Text:
>>>

Propel your business with the most advanced metals 3D printing technology for mass production

For more than 30 years, HP inkjet technologies have disrupted and led a broad range of printing markets. In 2014, HP introduced a revolutionary 3D printing technology for plastics: HP Multi Jet Fusion.2 HP Multi Jet Fusion places drops of functional liquid agents onto a powder bed to control the physical properties and features of plastic parts point-bypoint. It leverages HP’s deep assets in imaging and printing to take the digital transformation of printing off the page and into a three-dimensional world of highly-functional, high-value manufactured items.

HP Multi Jet Fusion offers high build quality, speed, and at the lowest cost relative to competitive 3D printing solutions in the marketplace today.2 These breakthroughs in quality and speed will accelerate the adoption of 3D printing to create a digital transformation of manufacturing as widespread and profound as the way HP Thermal Inkjet changed the landscape of conventional printing markets and applications. As with other HP products, HP Jet Fusion 3D printers offer users HP’s key values of reliability, ease of use, versatility, and an end-to-end digital workflow.

HP Metal Jet leverages and extends the workflows and technologies that HP developed for printing 3D plastics into metals with new functional agents, processes, and printing hardware.

HP Metal Jet solutions break through the economic, design, and time constraints of traditional methods for metal part production while delivering quality, productivity, and cost beyond the capabilities of existing 3D printing technologies for metals.3

Using HP Thermal Inkjet to precisely deliver HP Binding Agent to a powder metal bed and industry-standard metal injection molding (MIM) metal powders for low cost, HP Metal Jet is a binder jet technology that features:

• Multiple parts produced at the same time, or large parts, in a powder bed 430 x 320 x 200 mm (16.9 x 12.6 x 7.9 in).

• Parts can be arranged freely in multiple levels in the powder bed to optimize packing density, productivity, and cost.

• No build plate required, compared with selective laser melting (SLM).

• Low-cost, high-quality final parts for serial production up to 100,000 parts.

• Best-in-class price-productivity.

• 1200 x 1200 dpi addressability in a layer 50 to 100 microns thick.

• Finished parts with isotropic properties that meet or exceed ASTM and MPIF Standards.

• High reusability of materials can reduce materials cost and waste without compromising part quality.

• Density after sintering > 93%, similar to MIM.

With a design and technology foundation proven in generations of HP’s commercial and industrial printing solutions, HP

Multi Jet Fusion and HP Metal Jet printers deliver industrial productivity with reliable, consistent, and repeatable results.

Whereas manufacturing by milling, grinding, and cutting removes material from a workpiece, additive manufacturing—“3D printing”—is a digital technology that creates objects by selective material addition. This allows each 3D-printed part to be unique in the same way that each page printed by an inkjet or laser printer can have unique content. 100% variable content page to page and part to part is a capability that digital technologies bring to 2D and 3D printing.

<<<

Records provided:
>>>

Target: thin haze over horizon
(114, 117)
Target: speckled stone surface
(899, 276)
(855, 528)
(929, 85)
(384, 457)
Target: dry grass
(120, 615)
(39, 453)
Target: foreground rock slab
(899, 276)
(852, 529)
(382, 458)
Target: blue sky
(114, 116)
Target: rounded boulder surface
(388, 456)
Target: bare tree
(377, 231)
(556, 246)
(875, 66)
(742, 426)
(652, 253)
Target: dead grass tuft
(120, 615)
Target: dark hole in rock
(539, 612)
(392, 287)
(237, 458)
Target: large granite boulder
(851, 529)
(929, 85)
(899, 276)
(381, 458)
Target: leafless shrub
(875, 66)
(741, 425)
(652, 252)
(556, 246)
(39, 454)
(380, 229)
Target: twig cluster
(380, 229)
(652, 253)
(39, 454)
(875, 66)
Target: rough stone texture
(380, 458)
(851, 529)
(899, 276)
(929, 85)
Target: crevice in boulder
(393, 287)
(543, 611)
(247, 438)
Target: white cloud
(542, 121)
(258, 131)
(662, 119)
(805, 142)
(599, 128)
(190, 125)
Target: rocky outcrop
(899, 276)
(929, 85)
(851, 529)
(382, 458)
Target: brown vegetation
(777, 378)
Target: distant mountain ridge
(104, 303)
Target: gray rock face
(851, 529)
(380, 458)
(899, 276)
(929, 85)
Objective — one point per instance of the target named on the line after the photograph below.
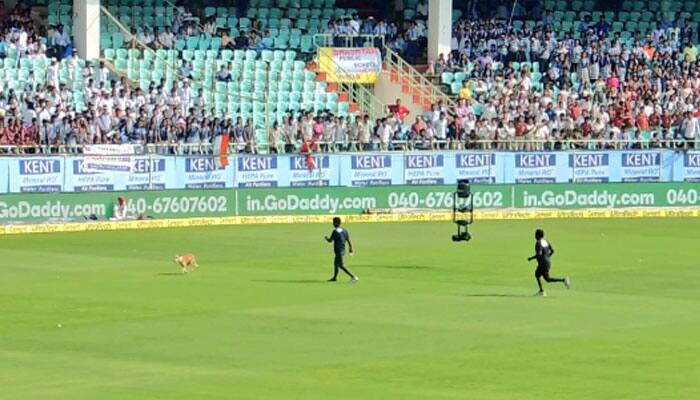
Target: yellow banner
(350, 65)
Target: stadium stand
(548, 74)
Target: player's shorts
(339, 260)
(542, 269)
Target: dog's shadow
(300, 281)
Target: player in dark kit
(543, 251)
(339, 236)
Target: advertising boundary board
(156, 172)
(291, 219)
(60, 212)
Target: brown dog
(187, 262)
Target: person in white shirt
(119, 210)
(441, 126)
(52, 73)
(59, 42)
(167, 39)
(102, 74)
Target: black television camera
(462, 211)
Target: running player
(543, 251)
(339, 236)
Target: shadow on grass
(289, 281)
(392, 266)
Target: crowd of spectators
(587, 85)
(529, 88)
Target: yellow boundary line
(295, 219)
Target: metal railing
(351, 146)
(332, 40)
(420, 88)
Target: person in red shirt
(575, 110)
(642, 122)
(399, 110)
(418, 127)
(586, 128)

<<<

Tasks to carry out:
A. Quote the passage on HP 3D printing technology exactly, starting at "With a design" and ending at "and repeatable results.".
B. Write what comes next in the passage on HP 3D printing technology, picking up after its final sentence.

Results:
A.
With a design and technology foundation proven in generations of HP’s commercial and industrial printing solutions, HP

Multi Jet Fusion and HP Metal Jet printers deliver industrial productivity with reliable, consistent, and repeatable results.

B.
Prime applications for 3D-printed metal parts include the functional and aesthetic components for automotive, medical, industrial, and 3Cs (computers, cellphones, and consumer electronics). These parts—with complex internal and external geometries—can be produced in runs of 1000s or can be customized, high-value one-of-a-kind products.

3D metal printing is targeted to compete with metal injection molding, investment casting, and press and sinter processes.

Before 3D printing, parts with complex surfaces, moving elements,7 and internal fluid passages were assembled from subcomponents that were aligned and assembled with fasteners and/or adhesives. In conventional parts—especially those designed to handle air and liquids—joints and sealing surfaces may be points where mechanical failure and leakage occurs. Because 3D printing builds objects from a stack of thin cross-sections, complex parts can be produced either as a monolithic structure or from fewer subcomponents. 3D printing has the potential to simplify design and manufacturing processes and to reduce processing time and costs. Parts can be made by 3D printing that cannot be made by other methods, and this creates many new possibilities for innovations in design, form, and function.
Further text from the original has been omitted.